** START OF Data supplied **

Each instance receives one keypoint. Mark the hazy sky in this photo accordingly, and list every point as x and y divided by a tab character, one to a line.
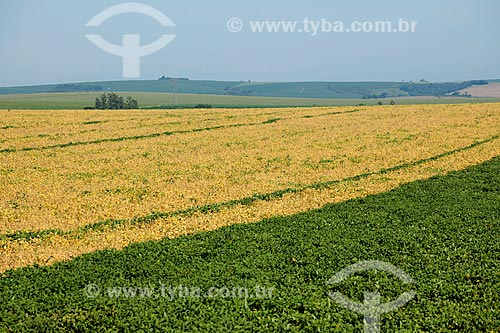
43	41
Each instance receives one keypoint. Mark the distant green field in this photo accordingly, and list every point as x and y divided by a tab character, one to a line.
271	89
61	101
443	232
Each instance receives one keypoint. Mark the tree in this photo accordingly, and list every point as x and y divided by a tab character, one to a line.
98	104
115	102
131	103
101	102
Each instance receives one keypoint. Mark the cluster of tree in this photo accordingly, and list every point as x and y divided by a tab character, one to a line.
113	101
459	94
76	88
163	77
438	89
382	95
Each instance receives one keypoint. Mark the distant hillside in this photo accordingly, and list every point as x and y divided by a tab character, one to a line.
346	90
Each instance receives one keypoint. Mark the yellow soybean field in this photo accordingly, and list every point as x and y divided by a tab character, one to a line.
73	182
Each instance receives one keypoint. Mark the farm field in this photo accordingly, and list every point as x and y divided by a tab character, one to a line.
78	101
324	186
443	232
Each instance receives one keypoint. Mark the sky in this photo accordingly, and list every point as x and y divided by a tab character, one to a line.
44	41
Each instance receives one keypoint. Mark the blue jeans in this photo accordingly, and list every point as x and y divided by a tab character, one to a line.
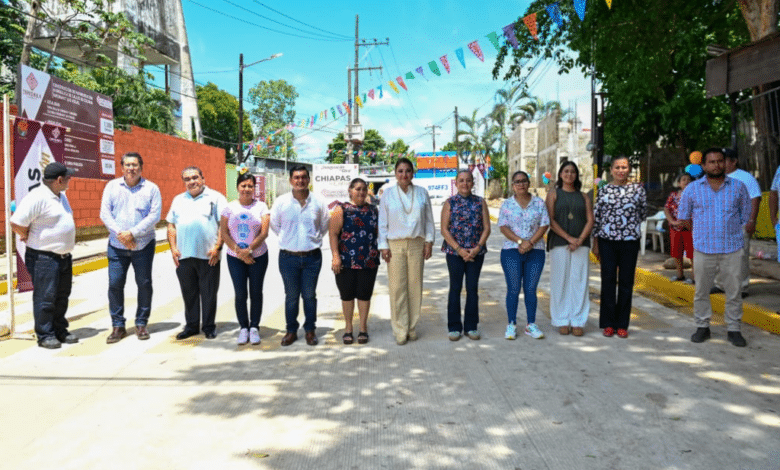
522	269
240	273
119	261
52	277
458	268
300	274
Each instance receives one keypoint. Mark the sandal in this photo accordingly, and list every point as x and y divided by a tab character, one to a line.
348	338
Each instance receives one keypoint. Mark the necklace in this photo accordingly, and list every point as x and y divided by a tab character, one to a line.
401	198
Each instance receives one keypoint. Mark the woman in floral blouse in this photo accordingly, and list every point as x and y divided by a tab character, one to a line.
620	209
353	241
523	221
465	226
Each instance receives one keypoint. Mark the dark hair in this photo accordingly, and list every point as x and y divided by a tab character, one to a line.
619	157
520	172
298	168
404	160
577	182
132	155
245	177
710	150
356	181
190	168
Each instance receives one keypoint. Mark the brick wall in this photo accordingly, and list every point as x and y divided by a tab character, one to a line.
164	157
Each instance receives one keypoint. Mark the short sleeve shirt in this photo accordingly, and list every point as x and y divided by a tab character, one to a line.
359	236
244	225
197	221
523	222
50	220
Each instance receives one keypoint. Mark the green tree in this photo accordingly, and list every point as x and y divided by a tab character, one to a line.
650	61
135	101
91	25
218	111
274	108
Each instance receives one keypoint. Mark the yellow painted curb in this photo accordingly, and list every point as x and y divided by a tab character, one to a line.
81	267
752	314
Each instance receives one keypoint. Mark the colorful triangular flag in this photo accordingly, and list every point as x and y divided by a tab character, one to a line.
579	7
459	53
445	62
555	13
509	33
530	23
474	46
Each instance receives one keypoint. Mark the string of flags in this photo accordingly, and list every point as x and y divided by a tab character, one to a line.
507	35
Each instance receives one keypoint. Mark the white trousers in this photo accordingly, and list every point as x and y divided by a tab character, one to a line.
405	275
569	299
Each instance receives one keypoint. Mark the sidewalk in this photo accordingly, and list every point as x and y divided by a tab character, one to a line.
652	401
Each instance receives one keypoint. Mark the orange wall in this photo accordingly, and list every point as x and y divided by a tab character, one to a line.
164	157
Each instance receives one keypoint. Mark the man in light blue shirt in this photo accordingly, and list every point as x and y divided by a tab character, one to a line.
196	244
718	206
130	209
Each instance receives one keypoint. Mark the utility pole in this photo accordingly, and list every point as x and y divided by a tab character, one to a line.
241	67
353	115
433	134
456	139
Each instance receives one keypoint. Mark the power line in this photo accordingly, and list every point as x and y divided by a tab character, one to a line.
259	26
301	22
280	23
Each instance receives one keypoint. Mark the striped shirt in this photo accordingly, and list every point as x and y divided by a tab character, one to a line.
718	216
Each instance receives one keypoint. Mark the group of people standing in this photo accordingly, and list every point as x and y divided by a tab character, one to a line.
399	231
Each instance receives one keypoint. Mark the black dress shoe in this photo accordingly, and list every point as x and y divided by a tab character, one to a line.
67	338
289	338
186	334
50	342
701	335
736	338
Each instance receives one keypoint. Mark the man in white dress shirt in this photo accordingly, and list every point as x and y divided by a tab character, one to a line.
44	221
300	220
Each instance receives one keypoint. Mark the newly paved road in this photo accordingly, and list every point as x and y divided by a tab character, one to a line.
653	401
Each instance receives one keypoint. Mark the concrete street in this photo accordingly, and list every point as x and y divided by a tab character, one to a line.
652	401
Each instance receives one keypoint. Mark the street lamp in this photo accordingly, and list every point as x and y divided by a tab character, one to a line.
241	68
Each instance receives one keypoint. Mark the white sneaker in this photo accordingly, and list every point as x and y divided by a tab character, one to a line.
254	336
533	331
243	336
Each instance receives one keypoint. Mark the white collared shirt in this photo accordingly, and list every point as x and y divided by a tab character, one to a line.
50	220
299	227
405	215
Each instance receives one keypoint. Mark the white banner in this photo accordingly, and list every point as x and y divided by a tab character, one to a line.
331	182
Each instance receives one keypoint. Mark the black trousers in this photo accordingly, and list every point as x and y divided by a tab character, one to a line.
199	284
618	266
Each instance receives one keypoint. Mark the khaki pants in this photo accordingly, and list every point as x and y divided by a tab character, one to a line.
706	267
404	272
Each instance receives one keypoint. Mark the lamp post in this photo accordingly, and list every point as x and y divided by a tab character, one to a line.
241	68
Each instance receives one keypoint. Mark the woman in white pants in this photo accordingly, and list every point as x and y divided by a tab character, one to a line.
571	221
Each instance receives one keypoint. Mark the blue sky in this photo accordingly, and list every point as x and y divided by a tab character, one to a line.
419	31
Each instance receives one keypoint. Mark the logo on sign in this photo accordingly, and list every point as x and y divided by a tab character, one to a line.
32	82
22	128
104	102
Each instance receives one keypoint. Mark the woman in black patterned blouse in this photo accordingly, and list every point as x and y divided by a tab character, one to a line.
620	209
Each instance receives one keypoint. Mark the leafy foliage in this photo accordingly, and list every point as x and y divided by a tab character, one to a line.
274	103
218	111
650	60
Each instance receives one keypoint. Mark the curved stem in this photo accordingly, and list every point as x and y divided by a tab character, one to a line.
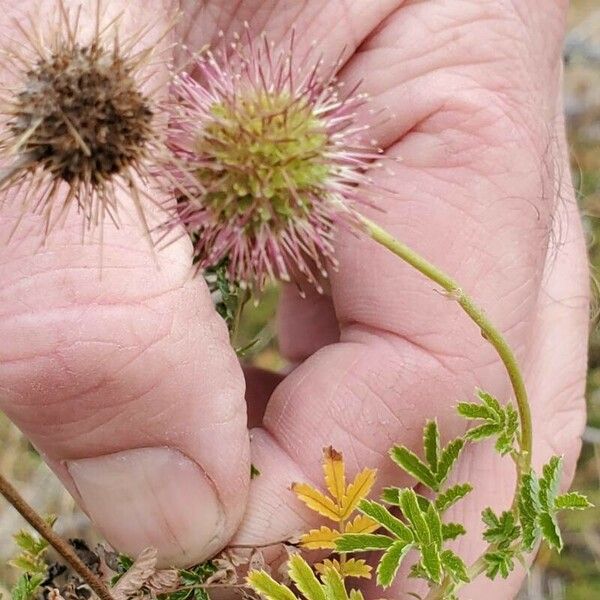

** END OF Data supplied **

Exercise details
Pick out each line of the items above that contains the string "yellow", with matches counted only when the case is identical, and copy those lines.

Solution below
Each instance receives one keypoint. Mark the yellow soybean field in this photo accordingly, and list every point as x and y divided by a tab character, one to a line.
Each instance receives one keypoint. Mark the yellow painted curb in this photo accordingly, and list every point as x and y divided by a tab character, one to a line.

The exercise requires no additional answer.